§ **YOUR GOAL**
Identify each of the lines below that contains the word "reflection", and copy every such line in full. Case counts, so match only that exact capitalization.

Rows taken from a dataset
[START]
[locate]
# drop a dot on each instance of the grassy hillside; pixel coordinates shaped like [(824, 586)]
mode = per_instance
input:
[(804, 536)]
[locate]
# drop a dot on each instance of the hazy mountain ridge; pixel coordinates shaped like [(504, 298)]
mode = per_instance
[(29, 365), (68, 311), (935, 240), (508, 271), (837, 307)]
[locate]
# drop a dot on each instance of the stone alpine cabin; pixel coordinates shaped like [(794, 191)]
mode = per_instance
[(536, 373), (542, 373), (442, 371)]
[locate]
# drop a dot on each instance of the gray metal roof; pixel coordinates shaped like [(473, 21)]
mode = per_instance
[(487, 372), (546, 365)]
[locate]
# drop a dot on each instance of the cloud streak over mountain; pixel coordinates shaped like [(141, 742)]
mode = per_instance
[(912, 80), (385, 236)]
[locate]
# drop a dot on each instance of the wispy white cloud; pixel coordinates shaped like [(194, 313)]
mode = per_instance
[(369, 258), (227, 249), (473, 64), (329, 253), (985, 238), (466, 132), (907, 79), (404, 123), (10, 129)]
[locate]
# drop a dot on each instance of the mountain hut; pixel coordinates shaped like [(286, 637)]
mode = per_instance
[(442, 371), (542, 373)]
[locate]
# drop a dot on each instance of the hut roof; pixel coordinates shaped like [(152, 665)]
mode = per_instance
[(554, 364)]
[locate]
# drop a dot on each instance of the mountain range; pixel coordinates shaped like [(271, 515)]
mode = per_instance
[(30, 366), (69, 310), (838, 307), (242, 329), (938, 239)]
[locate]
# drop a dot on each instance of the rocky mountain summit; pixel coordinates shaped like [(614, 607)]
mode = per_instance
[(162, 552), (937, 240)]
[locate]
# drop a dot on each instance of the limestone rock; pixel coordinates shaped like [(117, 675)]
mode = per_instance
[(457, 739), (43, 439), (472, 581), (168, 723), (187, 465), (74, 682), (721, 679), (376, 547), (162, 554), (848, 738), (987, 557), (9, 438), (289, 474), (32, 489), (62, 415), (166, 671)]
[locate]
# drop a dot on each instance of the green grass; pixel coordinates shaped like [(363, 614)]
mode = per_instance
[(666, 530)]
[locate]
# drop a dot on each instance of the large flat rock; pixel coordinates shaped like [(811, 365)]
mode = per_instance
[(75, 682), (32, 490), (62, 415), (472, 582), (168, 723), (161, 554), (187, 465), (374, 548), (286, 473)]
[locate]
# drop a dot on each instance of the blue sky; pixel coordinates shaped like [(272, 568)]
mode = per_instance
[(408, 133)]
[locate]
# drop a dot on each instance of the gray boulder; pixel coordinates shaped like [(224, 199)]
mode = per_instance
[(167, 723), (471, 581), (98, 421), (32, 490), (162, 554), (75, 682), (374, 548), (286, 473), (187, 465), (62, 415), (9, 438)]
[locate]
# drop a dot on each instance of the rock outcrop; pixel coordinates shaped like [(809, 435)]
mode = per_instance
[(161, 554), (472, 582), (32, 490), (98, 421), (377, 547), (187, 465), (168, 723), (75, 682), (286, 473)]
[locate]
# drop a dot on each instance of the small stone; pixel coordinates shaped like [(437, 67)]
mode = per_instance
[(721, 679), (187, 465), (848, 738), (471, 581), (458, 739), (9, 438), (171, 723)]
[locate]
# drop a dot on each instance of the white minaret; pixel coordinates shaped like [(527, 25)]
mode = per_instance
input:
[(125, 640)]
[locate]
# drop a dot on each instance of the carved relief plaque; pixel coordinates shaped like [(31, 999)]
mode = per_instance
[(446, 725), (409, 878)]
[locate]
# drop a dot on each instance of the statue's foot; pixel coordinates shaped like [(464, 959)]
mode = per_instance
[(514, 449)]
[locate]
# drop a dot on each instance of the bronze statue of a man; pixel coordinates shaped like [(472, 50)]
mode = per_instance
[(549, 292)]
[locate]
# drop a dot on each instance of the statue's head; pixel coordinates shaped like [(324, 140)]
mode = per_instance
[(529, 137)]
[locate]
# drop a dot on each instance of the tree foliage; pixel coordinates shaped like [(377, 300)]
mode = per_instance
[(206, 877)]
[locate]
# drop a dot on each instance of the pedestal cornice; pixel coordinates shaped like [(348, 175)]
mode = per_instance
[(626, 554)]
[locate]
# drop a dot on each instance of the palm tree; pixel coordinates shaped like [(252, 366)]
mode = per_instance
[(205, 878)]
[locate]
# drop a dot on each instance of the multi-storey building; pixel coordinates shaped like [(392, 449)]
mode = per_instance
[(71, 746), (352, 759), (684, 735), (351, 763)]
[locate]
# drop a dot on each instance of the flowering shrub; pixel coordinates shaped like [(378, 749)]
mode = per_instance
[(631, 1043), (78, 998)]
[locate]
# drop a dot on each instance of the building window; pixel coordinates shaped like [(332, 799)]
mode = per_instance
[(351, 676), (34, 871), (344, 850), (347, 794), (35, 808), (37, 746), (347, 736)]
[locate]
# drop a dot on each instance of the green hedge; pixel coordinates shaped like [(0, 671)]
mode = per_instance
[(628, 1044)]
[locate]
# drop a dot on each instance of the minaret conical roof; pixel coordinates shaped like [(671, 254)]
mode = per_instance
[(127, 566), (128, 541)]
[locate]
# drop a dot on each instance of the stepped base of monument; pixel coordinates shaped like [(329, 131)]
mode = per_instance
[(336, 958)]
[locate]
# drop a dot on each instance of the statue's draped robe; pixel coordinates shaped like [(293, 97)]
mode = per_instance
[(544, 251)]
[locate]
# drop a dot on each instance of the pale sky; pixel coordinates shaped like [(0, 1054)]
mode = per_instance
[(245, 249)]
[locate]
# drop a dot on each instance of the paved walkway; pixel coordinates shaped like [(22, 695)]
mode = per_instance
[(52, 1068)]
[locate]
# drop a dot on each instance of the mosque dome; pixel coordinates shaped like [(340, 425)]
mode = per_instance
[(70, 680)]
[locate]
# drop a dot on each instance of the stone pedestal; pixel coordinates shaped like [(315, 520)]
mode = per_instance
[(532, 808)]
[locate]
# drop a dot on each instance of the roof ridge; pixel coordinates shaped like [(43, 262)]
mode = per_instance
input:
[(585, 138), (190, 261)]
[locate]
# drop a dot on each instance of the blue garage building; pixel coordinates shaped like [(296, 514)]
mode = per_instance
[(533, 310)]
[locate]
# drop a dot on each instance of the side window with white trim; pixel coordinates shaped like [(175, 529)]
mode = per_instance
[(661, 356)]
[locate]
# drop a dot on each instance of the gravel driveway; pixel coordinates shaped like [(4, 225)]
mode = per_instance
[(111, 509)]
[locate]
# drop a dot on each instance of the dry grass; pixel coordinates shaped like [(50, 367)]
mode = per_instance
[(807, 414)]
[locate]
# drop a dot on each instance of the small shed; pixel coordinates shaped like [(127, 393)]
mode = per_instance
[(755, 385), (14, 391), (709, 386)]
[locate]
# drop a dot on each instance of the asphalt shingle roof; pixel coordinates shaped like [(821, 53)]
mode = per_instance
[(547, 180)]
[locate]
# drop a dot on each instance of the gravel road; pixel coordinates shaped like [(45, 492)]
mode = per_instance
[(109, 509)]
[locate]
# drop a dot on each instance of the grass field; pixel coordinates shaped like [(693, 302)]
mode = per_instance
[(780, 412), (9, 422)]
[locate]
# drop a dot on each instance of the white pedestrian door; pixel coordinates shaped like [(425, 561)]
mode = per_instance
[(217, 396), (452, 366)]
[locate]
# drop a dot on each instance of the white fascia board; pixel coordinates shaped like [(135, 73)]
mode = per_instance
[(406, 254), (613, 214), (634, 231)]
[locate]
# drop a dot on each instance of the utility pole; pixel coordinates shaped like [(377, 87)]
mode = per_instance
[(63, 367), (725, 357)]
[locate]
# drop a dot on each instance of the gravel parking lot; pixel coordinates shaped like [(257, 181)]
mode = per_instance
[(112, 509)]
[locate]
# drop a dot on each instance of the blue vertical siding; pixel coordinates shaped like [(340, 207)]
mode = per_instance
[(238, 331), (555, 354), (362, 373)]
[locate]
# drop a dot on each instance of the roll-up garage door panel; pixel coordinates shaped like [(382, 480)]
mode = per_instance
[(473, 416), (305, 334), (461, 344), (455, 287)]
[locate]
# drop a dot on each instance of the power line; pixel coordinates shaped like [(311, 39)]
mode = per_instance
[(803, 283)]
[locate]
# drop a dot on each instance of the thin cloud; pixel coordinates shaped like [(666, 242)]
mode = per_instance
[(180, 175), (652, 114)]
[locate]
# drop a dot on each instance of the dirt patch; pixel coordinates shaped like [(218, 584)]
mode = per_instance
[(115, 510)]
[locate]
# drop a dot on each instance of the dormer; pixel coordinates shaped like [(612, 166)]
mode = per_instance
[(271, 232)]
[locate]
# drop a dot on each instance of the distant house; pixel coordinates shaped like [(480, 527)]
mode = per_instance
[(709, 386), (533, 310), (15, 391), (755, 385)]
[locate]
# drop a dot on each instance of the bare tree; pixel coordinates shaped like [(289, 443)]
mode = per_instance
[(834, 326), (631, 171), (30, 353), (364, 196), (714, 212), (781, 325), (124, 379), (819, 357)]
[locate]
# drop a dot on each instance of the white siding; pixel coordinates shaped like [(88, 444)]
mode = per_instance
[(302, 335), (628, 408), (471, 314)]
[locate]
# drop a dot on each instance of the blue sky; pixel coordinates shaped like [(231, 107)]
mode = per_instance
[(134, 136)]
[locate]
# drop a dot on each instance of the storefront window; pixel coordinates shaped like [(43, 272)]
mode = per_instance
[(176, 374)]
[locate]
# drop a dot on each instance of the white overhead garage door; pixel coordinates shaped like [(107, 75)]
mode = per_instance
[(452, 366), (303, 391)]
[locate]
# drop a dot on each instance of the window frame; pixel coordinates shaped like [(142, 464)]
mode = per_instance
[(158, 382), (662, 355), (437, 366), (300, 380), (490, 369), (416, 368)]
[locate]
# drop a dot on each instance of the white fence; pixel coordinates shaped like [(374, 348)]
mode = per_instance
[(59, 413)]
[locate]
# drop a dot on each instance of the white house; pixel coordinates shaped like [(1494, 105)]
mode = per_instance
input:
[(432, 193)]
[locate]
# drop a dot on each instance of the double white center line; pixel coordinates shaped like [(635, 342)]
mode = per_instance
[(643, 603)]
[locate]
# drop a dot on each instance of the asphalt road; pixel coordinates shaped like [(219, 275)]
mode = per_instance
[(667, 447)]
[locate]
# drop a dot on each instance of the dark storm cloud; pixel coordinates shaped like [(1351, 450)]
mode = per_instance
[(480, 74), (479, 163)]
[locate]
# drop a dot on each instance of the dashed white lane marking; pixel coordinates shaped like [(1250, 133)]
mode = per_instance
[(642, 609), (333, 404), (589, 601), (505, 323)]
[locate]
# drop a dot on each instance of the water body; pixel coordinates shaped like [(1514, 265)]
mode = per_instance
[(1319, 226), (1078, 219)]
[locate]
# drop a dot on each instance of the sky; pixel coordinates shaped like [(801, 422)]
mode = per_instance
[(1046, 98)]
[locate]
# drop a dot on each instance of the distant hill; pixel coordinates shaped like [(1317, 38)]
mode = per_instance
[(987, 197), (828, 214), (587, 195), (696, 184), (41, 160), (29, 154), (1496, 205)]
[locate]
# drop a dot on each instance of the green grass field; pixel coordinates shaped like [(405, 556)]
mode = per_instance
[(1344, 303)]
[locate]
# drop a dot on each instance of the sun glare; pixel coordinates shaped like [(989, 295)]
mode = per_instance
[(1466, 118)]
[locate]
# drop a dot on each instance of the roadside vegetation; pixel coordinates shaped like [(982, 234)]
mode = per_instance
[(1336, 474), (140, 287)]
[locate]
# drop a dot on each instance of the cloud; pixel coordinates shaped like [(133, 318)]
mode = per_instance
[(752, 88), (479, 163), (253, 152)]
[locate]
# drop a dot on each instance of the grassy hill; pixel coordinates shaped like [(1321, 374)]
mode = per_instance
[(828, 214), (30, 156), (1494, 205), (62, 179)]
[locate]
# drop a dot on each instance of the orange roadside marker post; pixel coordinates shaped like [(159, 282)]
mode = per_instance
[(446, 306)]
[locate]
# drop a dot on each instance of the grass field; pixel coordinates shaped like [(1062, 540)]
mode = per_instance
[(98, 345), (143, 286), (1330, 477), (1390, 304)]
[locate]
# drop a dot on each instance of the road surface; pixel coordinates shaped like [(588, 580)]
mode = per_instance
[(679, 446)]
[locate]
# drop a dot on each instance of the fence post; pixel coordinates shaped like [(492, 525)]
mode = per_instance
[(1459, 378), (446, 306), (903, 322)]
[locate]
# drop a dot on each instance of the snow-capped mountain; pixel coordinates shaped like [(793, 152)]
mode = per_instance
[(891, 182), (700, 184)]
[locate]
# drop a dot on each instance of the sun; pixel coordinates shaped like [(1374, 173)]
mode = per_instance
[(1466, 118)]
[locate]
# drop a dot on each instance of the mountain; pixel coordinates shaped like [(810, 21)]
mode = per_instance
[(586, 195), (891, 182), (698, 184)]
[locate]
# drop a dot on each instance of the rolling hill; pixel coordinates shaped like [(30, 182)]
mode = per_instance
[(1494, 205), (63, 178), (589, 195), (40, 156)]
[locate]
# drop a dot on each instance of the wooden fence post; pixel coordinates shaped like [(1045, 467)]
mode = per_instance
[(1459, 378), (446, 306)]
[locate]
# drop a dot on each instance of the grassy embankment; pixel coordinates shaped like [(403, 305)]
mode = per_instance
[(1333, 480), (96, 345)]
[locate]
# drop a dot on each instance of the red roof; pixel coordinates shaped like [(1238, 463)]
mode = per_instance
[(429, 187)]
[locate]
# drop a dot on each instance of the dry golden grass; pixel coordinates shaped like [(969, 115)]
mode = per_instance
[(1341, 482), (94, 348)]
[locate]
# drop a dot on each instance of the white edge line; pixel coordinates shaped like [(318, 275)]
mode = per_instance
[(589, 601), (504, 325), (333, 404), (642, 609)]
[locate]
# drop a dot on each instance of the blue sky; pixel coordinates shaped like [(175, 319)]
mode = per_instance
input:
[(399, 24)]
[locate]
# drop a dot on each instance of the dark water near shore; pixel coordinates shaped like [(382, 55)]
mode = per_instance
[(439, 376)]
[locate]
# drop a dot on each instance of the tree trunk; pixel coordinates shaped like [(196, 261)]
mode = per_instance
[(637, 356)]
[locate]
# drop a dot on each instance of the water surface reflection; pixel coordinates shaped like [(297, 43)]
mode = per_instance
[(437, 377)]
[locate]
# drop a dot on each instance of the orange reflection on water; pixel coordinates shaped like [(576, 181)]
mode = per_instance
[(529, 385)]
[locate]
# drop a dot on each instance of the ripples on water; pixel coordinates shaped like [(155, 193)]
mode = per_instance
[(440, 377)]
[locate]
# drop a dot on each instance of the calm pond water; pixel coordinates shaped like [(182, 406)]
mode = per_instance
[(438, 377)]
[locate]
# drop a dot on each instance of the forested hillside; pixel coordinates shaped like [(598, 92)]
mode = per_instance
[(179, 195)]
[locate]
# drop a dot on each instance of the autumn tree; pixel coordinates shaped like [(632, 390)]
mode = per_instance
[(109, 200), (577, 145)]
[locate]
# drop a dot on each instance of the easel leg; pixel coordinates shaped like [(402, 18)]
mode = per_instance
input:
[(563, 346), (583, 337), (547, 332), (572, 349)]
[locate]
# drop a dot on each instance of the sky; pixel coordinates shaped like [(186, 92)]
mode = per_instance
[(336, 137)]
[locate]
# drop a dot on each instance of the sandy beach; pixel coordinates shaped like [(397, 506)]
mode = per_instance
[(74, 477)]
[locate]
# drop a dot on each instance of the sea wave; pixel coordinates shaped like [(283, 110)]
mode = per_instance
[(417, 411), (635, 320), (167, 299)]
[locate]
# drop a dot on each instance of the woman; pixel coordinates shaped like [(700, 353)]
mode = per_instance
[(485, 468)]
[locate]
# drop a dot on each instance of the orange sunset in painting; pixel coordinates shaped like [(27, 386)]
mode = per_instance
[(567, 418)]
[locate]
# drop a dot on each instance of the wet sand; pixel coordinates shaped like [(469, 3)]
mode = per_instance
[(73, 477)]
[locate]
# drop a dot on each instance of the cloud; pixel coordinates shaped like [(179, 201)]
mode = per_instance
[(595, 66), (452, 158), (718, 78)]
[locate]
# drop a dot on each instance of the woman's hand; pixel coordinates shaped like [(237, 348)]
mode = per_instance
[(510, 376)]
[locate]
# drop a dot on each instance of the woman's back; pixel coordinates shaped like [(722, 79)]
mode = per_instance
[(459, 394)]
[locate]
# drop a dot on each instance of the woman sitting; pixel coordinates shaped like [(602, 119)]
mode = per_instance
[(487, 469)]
[END]
§ **ANSWER TO THE PROBLEM**
# drop a dot on each instance of the water surface reflection; pixel coordinates shaped like [(297, 43)]
# drop a dot on each instance of the orange reflection on water; pixel coordinates shaped like [(576, 181)]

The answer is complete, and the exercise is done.